§ **TEXT**
Deloitte provides consulting, audit, enterprise risk, tax and financial advisory services to industries and governments around the world. Of its global employment of more than 200,000, 57,000 work for the US entities of Deloitte, and within that there are 4,000 professionals dedicated to the Life Sciences Practice.
Homi Kapadia was appointed head of the Life Sciences Practice last June. He sat down with Pharmaceutical Commerce this summer to talk about trends in life sciences, new initiatives in Deloitte and his evolving role. Here’s what he had to say.
1. Early in your career, you made the choice to join Deloitte, and you’ve been there ever since. Let’s hear about your early experience with Deloitte and Life Sciences, and the path you’ve been on since.
I was born and grew up in Bombay (now called Mumbai) in India to typical middle class urban parents. My father was an avid amateur athlete who excelled at table tennis and a variety of track and field events. Throughout my childhood I recall being awed by the large collection of trophies in our living room that he had won at national and regional sporting events. But while he was very competitive in sports, overall he was a mild mannered person with a strong moral compass, and this balanced approach has had a lasting impression on what I do today.
My parents saw education as “the great liberator” and strongly encouraged all my academic pursuits. I have always been analytically inclined, so after my undergraduate degree from the Indian Institute of Technology in Mumbai, I completed a Masters degree in computer science from UCLA. I then worked seven years in the industry in supply chain and information technology management roles before earning my MBA from UCLA.
I joined Deloitte 29 years ago, when it was a fraction of the scale we are today. My focus on life sciences began 13 years ago advising market-leading companies on their strategy, operations, enterprise applications and supply chain management. Soon after I was named a principal with Deloitte Consulting LLP, I received key leadership opportunities and participated in the growth of several of Deloitte’s business areas. And I have had the privilege of serving on the Board of Directors of Deloitte LLP as well as on the Deloitte Consulting Executive Committee. I was appointed to my current role as Vice Chairman and National Life Sciences Leader for Deloitte LLP in June 2014, a practice that encompasses clients in the pharmaceutical, biotechnology, medical technology, generics and federal health sectors.
So over the years, I have worked to hone the right blend of skills and experiences to position Deloitte as a trusted advisor as the industry responds to a new environment shaped by reform and market forces.
2. Congratulations on your appointment as Life Sciences Practice Leader. Help us put that practice in the context of Deloitte overall, and its relationship to Deloitte Touche Tohmatsu Ltd. (DTTL), the global member services company.
Thank you. I feel honored to take on this role in today’s environment, given the monumental transformations underway in the industry. Life sciences companies are truly global, and Deloitte is structured in like fashion, with more than 200,000 employees in 150 countries as part of Deloitte Touche Tohmatsu, one of the world’s largest professional services organizations. I lead the life sciences practice for the US member firm of Deloitte Touche Tohmatsu, which is known as Deloitte LLP. Our practice has about 4,000 professionals serving 13 of the 15 largest pharmaceutical manufacturers, 9 of the 10 largest medical device manufacturers and 6 of the 10 largest biotechnology companies. We work closely with our life sciences colleagues in other countries to seamlessly deliver services to our clients. As such, we are well-positioned to impact the life sciences industry, to help it navigate through its crossroads to a new era marked by personalized medicines, population health, additive 3-D printing, value-based care and other innovations.

§ **DATA SUPPLIED**

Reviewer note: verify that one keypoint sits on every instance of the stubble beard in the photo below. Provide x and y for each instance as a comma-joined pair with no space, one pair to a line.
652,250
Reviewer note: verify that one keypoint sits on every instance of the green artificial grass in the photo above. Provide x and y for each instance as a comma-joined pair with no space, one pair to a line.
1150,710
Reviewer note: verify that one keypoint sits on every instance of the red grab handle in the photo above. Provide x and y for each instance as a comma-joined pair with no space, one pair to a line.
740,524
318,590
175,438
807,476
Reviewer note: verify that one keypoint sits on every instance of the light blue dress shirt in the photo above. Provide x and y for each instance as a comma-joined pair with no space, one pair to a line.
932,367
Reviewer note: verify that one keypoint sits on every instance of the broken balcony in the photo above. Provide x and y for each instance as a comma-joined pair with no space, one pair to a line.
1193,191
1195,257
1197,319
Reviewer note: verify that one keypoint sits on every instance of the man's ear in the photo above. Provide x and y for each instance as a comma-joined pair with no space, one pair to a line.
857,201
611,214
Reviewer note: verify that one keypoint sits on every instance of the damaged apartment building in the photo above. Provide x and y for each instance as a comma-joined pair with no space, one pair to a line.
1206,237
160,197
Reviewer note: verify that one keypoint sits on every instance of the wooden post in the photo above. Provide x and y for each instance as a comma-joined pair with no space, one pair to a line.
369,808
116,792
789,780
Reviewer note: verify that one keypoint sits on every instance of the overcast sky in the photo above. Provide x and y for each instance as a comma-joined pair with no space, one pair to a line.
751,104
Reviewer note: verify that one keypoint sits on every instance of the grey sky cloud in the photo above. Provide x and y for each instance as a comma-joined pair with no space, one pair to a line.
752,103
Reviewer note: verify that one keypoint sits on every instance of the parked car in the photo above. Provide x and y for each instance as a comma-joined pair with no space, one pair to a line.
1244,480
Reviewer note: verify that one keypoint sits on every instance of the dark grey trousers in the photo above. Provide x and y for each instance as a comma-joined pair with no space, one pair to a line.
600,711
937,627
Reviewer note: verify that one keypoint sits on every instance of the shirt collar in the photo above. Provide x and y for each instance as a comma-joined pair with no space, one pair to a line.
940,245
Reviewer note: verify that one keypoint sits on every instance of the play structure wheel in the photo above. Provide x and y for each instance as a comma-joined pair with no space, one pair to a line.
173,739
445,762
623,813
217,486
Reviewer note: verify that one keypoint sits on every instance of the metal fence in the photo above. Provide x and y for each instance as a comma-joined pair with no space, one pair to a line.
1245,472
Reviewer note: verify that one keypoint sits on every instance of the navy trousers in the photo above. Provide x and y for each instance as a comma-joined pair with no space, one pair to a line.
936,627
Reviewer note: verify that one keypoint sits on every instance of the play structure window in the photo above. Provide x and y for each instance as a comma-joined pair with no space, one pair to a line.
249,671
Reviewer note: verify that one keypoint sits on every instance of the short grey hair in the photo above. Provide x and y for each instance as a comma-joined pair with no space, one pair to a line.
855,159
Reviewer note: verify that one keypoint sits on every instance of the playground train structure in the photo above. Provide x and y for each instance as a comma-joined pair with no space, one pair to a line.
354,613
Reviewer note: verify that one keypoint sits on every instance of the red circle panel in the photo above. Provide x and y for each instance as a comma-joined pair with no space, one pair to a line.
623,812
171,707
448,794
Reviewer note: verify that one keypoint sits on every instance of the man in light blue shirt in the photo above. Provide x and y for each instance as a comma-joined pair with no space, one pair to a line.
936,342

==

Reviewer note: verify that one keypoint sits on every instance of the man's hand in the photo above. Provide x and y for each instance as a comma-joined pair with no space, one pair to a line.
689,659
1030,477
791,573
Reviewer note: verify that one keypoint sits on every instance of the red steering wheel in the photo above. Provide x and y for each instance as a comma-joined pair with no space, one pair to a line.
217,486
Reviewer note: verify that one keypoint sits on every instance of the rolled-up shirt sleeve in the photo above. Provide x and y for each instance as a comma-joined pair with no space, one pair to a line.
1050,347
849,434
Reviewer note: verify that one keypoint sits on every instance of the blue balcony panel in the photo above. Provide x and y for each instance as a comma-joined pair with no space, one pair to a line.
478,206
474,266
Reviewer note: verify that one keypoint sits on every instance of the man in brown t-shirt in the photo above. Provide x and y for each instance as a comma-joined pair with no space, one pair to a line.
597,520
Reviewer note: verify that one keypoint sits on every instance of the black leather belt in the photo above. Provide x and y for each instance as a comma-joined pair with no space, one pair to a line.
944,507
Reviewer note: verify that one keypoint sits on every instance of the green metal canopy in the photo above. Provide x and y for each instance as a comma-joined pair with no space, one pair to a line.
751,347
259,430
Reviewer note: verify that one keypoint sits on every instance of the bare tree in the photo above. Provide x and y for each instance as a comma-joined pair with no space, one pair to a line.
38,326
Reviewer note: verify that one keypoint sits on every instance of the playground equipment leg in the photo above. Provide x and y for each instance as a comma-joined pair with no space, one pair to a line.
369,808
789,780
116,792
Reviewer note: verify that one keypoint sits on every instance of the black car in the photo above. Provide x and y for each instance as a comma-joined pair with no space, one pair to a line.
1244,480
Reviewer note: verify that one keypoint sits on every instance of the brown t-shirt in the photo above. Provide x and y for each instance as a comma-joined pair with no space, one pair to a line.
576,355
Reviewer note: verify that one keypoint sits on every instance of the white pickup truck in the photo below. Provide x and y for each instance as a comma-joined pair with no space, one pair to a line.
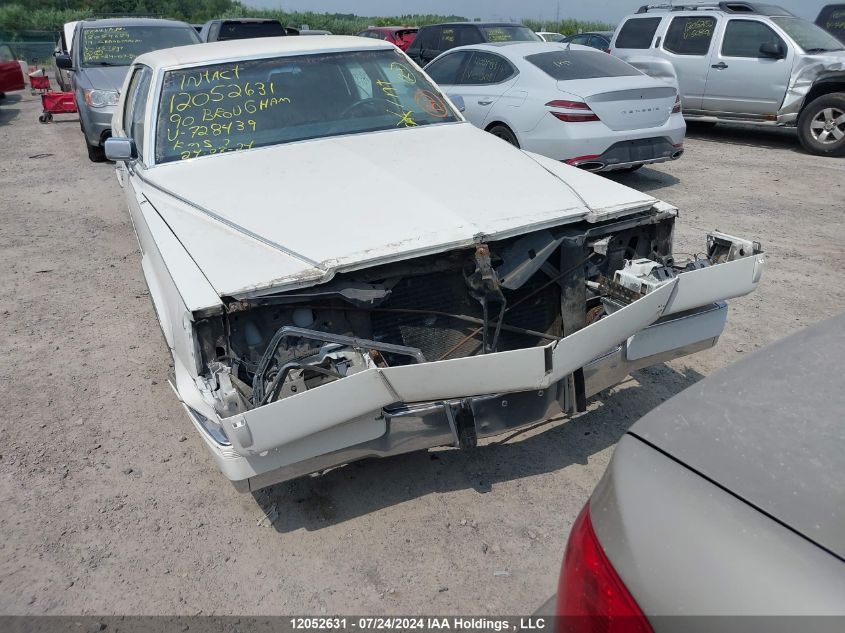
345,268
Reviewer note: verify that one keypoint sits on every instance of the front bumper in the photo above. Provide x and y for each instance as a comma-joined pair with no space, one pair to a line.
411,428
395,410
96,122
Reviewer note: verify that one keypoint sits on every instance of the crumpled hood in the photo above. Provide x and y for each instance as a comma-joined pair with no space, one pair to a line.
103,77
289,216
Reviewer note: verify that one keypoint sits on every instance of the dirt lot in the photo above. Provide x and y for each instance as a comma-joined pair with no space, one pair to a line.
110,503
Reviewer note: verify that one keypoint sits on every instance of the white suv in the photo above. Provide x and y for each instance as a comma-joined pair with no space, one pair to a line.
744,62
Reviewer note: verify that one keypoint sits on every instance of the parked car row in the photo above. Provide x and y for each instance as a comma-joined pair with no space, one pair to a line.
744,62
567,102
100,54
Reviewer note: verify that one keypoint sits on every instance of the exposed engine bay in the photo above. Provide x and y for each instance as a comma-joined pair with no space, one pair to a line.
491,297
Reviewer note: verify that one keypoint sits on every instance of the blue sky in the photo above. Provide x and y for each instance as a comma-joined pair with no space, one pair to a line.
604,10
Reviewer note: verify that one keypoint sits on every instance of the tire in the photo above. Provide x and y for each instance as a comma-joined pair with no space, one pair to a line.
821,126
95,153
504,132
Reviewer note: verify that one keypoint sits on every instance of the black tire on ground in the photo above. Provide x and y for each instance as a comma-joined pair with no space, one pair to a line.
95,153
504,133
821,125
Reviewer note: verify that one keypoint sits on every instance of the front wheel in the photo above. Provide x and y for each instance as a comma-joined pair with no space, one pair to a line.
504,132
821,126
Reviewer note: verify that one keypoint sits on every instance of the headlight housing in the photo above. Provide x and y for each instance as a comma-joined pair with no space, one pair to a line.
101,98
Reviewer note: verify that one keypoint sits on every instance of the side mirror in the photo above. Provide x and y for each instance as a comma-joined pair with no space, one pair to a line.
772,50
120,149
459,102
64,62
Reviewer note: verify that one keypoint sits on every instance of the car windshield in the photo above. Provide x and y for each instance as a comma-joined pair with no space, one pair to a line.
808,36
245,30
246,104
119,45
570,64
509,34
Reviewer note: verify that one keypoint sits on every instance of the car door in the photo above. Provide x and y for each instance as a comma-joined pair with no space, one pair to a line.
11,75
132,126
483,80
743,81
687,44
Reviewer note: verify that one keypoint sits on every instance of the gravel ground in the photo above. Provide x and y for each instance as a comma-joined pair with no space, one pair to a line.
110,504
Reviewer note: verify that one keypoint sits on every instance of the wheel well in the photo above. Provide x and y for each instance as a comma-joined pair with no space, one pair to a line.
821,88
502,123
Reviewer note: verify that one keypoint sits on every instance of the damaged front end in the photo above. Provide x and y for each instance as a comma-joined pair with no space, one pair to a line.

...

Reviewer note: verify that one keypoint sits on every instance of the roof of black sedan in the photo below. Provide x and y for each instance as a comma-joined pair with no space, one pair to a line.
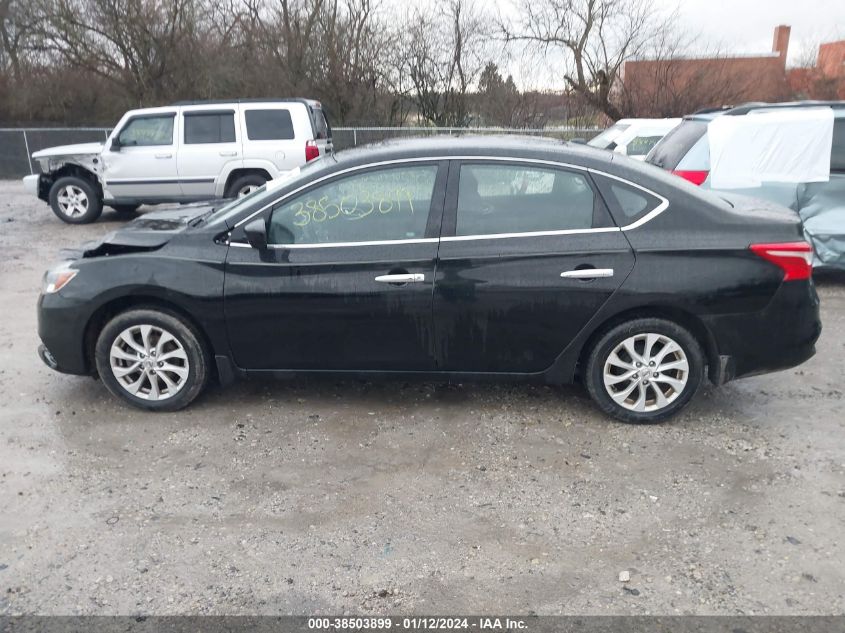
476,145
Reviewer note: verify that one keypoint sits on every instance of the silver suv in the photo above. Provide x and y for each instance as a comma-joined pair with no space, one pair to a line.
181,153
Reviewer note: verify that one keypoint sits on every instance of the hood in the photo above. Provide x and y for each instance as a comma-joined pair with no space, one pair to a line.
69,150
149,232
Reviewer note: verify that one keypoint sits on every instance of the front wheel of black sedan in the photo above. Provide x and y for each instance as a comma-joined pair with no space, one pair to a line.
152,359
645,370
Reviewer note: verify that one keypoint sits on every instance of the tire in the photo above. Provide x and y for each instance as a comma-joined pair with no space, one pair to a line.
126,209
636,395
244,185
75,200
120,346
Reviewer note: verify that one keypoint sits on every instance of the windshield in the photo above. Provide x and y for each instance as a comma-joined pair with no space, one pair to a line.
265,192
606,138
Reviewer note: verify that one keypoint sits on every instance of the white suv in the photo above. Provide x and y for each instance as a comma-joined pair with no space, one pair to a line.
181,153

§ **WORK TO COMPLETE**
[1] In the Deloitte interview, what degree did Homi Kapadia complete at UCLA after his undergraduate studies?
[2] Extract the passage of the Deloitte interview from "So over the" up to and including "member services company.", copying it word for word.
The records have nothing to do with the Deloitte interview.

§ **ANSWERS TO THE PROBLEMS**
[1] A Masters degree in computer science.

[2]
So over the years, I have worked to hone the right blend of skills and experiences to position Deloitte as a trusted advisor as the industry responds to a new environment shaped by reform and market forces.
2. Congratulations on your appointment as Life Sciences Practice Leader. Help us put that practice in the context of Deloitte overall, and its relationship to Deloitte Touche Tohmatsu Ltd. (DTTL), the global member services company.